Covid-19 has taken lives and disrupted livelihoods in every corner of the globe. It has knocked more economies into simultaneous recession than at any time since 1870. According to World Bank estimates, in its first year it may push up to 150 million people into extreme poverty, ending two decades of steady progress on poverty reduction.
The current crisis stands in contrast to the recession of 2009, when much of the damage fell on financial assets and advanced economies were hit harder than developing countries. This time the economic downturn is much broader and deeper, and it has had an outsize impact on the poorest countries and the poorest people within each country, adding to inequality. It has hit workers whose jobs are unsteady or undocumented, and many of the most vulnerable.
The World Bank Group has moved rapidly to deploy its full financial capacity. We are on track to commit a record $160 billion over 15 months, and 40 percent of this amount was committed in the first six months. Our funding helps developing countries tackle the health, economic and social impacts of the pandemic. But even with the World Bank Group delivering massive positive net flows, the poorest countries need much more help.
For the most impoverished countries, the crisis and associated economic shutdowns came at a moment of particular peril. In 2019 almost half of all low-income countries were assessed by the World Bank and the International Monetary Fund to be either in debt distress or at a high risk of it.
With the pandemic, the debt burden has gotten much heavier due to the devastating contraction in output, remittances and family income across the developing world. If this mounting debt goes unaddressed, it could lead to a lost decade for the world’s poorest people.

Data under study:
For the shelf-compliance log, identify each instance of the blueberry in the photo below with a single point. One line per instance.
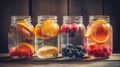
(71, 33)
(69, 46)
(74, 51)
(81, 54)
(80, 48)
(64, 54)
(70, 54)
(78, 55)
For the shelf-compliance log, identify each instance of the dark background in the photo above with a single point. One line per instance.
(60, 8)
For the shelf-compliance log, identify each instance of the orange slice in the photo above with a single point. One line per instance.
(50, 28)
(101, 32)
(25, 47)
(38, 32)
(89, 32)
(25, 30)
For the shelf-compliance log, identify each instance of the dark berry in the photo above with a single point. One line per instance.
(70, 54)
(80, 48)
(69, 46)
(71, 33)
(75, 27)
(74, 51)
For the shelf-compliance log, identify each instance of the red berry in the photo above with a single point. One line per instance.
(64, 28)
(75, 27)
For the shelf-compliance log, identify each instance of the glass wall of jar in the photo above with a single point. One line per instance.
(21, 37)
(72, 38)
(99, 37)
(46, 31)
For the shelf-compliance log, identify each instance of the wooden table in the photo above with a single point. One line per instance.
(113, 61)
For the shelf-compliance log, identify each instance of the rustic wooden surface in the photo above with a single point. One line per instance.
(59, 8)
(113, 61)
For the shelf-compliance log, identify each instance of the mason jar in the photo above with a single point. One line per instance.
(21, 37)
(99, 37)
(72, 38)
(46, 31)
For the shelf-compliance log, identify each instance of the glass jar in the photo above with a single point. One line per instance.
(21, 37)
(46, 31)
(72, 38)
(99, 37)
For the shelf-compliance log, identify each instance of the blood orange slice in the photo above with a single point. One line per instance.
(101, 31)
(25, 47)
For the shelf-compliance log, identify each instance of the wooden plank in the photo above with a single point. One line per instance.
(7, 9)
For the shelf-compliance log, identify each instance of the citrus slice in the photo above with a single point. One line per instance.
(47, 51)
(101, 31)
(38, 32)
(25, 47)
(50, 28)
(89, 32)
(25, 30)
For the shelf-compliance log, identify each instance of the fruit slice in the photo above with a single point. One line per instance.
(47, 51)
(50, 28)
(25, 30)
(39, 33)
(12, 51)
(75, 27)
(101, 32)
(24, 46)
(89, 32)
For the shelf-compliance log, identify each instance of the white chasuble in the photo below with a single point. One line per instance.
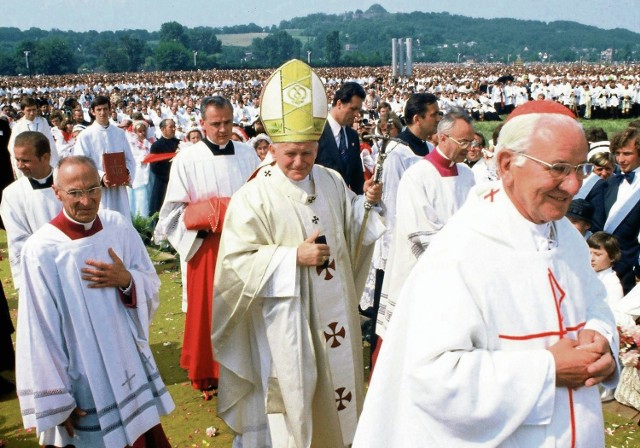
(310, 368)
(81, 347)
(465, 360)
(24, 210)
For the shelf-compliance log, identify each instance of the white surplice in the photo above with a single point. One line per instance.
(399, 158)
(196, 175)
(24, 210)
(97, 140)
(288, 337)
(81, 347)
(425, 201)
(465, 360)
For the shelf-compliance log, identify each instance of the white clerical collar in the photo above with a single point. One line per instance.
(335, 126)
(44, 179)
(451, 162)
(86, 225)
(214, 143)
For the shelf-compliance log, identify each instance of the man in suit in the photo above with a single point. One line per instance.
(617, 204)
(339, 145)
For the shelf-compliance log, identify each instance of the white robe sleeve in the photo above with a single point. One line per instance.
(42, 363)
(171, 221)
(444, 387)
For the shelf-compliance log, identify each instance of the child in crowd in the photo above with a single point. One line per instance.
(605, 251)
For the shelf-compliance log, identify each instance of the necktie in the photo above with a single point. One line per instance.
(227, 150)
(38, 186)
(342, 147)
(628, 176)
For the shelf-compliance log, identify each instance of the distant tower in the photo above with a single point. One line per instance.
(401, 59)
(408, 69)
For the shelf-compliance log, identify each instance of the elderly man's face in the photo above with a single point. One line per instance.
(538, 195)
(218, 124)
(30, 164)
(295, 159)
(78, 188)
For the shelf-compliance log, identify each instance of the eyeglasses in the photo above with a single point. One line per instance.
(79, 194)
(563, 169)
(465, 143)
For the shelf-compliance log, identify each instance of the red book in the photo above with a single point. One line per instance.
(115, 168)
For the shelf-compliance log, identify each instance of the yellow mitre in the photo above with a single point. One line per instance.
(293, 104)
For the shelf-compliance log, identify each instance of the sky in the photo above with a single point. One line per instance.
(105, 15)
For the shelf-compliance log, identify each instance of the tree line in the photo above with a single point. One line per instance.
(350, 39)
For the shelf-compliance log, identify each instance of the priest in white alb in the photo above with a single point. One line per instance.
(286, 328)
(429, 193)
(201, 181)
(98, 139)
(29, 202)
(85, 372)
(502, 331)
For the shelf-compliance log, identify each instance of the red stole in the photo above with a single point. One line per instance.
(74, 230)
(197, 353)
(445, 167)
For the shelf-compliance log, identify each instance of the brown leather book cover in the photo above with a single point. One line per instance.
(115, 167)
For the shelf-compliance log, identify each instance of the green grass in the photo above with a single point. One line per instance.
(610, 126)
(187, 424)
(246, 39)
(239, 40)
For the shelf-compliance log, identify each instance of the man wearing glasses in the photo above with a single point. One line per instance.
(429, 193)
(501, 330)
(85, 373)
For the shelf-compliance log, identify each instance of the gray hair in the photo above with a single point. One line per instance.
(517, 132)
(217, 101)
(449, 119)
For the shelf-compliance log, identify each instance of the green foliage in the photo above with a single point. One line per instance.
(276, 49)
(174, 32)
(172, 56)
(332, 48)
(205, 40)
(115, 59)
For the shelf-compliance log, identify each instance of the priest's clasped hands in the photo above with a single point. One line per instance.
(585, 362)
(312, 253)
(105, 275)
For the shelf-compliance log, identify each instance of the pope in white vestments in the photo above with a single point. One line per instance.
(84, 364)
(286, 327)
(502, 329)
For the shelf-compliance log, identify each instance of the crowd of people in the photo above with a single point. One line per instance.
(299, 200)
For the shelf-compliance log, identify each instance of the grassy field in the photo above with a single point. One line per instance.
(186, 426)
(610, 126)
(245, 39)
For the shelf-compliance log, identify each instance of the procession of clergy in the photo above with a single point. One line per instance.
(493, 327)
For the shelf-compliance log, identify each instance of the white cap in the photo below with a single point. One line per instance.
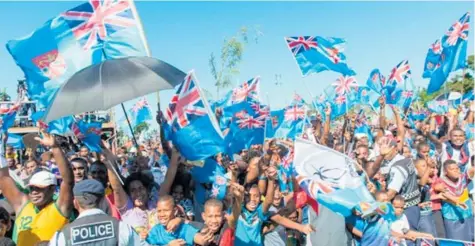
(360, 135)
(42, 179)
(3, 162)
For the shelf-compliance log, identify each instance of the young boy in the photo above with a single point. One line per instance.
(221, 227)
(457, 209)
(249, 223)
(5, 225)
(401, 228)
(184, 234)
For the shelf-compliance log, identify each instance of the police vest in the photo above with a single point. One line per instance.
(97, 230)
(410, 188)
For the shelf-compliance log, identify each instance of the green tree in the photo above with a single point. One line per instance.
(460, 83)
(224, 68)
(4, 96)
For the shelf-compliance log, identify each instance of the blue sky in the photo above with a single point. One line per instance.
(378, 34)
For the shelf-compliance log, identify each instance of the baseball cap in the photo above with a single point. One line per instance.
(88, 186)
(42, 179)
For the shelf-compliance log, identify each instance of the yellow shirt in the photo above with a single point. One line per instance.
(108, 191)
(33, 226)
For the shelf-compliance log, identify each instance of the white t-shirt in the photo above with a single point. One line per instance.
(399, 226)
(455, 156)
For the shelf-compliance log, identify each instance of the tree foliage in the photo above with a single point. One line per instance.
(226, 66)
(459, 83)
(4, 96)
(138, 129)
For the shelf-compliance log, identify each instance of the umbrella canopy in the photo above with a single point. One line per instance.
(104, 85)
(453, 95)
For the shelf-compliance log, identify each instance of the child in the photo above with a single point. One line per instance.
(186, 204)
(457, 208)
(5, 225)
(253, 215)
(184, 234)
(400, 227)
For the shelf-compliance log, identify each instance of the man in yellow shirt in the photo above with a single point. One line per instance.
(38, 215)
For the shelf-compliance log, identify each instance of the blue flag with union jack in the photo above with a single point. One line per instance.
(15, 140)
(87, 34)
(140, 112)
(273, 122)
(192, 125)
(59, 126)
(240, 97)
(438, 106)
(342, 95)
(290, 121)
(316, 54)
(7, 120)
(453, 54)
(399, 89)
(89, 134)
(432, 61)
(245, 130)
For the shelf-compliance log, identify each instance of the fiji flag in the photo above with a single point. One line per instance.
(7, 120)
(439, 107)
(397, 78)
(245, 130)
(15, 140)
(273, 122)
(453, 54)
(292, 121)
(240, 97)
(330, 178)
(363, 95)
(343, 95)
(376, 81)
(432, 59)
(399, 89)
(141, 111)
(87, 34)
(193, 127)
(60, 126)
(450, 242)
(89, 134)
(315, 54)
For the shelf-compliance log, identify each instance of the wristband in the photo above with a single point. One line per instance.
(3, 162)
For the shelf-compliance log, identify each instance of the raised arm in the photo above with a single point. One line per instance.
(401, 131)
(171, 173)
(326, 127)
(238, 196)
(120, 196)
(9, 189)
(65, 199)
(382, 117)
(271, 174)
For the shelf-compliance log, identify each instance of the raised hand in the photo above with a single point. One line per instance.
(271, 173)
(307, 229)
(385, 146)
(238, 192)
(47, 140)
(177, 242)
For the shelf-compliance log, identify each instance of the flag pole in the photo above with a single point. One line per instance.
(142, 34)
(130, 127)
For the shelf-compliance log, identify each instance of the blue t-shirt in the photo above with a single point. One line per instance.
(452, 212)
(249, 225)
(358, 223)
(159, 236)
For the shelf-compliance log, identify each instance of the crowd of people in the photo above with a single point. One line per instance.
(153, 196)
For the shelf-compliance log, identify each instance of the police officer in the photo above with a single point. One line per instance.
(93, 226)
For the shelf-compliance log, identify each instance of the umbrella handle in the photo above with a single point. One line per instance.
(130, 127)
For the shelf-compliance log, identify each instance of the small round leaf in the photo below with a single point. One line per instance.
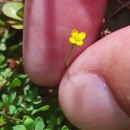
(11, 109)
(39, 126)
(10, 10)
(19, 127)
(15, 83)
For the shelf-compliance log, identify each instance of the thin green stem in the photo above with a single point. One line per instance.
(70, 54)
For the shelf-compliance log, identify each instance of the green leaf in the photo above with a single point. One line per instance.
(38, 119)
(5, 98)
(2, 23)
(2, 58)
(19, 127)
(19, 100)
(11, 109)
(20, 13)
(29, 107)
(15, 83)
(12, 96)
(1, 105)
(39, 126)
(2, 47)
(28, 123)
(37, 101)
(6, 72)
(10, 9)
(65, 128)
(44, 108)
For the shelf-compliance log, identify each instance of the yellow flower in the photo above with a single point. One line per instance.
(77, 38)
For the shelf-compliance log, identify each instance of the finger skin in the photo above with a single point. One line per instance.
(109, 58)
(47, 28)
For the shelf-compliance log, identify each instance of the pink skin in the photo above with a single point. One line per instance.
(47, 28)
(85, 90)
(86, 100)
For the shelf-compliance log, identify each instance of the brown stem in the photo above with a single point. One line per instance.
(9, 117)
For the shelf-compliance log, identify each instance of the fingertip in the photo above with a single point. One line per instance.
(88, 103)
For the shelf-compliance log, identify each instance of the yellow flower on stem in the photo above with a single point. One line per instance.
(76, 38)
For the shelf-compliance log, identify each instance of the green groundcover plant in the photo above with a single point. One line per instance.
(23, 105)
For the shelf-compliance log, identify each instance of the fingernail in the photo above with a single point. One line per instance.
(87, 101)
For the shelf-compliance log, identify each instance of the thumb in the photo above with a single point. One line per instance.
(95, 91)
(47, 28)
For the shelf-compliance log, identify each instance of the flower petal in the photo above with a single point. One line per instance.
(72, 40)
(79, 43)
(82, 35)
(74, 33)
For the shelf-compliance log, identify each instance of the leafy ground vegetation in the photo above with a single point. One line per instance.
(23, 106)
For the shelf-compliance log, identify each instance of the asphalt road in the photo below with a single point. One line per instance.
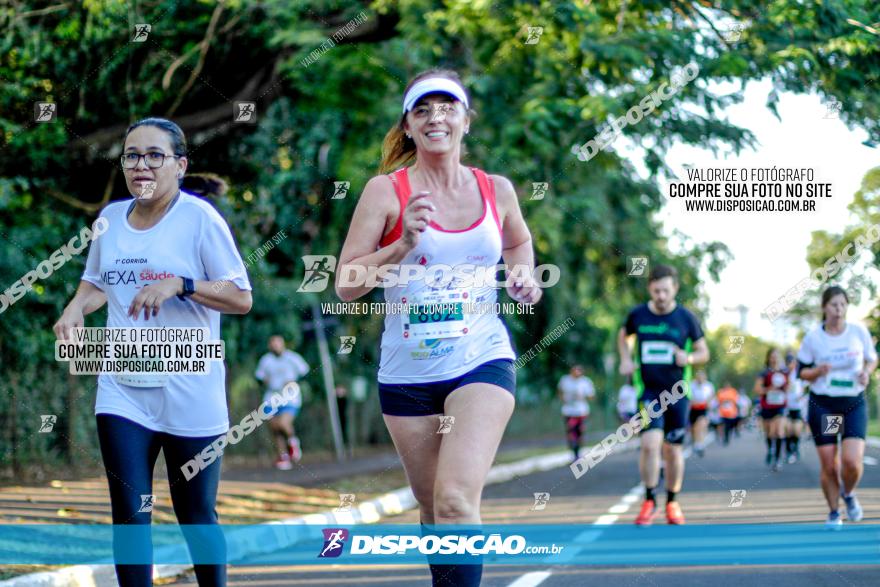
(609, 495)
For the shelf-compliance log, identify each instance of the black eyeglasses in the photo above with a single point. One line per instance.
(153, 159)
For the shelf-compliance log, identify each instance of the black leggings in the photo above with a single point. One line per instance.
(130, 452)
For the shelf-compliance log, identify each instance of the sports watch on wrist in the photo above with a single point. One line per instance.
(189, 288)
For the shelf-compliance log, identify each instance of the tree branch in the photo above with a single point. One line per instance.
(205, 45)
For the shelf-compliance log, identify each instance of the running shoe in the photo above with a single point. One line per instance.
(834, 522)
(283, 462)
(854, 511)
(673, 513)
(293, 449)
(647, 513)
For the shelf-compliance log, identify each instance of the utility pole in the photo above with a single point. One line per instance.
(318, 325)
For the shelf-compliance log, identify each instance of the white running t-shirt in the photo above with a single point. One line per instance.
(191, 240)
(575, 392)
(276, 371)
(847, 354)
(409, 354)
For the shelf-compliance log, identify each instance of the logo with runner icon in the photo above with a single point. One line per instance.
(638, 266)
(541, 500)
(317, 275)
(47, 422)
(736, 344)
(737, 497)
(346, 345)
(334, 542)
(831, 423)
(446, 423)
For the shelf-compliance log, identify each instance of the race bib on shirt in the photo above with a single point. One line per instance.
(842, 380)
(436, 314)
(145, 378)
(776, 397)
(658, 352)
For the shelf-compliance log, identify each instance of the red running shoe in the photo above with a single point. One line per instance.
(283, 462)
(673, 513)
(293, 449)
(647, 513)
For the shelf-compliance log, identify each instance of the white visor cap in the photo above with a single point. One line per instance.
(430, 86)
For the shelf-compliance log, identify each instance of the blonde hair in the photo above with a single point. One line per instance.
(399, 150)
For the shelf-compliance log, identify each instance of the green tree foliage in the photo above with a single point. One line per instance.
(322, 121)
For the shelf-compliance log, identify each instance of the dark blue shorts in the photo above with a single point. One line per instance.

Task instructions: Copy the part of the Covid-19 passage from "The World Bank Group has" to "much more help." word for word. The lines have no connection to the passage on Covid-19 and debt in poor countries.

Exercise solution:
The World Bank Group has moved rapidly to deploy its full financial capacity. We are on track to commit a record $160 billion over 15 months, and 40 percent of this amount was committed in the first six months. Our funding helps developing countries tackle the health, economic and social impacts of the pandemic. But even with the World Bank Group delivering massive positive net flows, the poorest countries need much more help.